**INSTRUCTIONS FOR THE TASK:** Pick out each line in the items below that contains the word "positive", matching case, and copy those lines.

**EXERCISE DATA:**

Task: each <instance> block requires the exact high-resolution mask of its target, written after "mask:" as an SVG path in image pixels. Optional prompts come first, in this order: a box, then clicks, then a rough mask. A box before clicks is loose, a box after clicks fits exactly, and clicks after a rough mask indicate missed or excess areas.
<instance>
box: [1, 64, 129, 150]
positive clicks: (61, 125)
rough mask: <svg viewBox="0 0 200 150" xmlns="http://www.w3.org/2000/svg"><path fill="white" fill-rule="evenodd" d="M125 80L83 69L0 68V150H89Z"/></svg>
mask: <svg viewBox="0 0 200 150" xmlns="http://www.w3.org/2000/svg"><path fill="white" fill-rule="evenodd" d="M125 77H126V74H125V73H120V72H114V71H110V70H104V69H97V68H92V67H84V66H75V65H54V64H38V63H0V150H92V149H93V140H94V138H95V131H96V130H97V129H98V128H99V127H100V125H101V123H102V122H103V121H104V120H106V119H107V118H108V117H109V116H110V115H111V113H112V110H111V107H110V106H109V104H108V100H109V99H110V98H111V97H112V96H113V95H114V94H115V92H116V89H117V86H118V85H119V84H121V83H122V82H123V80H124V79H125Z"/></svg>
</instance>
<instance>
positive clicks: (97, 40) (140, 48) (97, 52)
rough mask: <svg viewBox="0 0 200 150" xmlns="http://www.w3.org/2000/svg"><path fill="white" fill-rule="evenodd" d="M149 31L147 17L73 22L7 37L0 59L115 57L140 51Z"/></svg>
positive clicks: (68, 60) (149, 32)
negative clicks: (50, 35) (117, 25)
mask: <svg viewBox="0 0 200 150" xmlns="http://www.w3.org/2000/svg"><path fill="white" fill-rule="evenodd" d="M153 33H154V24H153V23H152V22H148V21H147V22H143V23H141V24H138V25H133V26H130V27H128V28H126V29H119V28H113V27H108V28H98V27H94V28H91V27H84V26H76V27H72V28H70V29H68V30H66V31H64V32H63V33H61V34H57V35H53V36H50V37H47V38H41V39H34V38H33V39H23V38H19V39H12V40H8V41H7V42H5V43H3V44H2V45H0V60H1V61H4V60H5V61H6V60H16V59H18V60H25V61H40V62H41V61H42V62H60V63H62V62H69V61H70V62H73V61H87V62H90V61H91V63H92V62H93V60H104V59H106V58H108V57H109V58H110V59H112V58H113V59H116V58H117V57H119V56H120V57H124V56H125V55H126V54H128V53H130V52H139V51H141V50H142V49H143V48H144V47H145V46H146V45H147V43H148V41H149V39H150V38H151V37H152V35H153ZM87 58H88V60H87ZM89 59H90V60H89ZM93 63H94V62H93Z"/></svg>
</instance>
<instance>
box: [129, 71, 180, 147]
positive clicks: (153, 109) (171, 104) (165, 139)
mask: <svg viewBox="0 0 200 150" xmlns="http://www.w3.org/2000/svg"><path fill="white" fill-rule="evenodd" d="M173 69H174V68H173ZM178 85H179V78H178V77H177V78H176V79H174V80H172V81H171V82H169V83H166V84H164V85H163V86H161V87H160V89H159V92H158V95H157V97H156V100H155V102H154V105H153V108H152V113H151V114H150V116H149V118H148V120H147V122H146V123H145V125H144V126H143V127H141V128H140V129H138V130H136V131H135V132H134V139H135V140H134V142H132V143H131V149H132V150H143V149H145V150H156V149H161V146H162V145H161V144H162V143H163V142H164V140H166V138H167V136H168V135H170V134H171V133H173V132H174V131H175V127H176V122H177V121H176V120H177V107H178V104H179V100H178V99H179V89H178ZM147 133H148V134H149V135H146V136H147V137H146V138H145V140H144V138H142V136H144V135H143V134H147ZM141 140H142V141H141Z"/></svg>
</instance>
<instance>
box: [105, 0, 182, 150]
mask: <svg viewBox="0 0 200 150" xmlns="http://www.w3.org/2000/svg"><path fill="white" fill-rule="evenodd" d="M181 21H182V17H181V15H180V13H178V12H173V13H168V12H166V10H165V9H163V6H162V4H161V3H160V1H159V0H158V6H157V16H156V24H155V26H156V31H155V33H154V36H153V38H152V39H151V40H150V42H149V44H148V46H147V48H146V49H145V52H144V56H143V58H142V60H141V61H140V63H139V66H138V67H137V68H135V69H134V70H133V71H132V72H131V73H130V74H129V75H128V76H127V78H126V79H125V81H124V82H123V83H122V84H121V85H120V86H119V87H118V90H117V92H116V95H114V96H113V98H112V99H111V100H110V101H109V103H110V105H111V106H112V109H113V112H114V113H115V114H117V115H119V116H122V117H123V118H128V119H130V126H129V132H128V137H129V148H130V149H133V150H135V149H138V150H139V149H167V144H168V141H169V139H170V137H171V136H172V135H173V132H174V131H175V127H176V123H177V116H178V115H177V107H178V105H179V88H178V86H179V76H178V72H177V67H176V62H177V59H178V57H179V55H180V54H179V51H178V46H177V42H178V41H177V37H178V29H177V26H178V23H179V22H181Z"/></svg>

**TASK SOLUTION:**
positive clicks: (61, 125)
positive clicks: (97, 40) (140, 48) (97, 52)
positive clicks: (68, 60) (149, 32)
positive clicks: (153, 109) (171, 104) (165, 139)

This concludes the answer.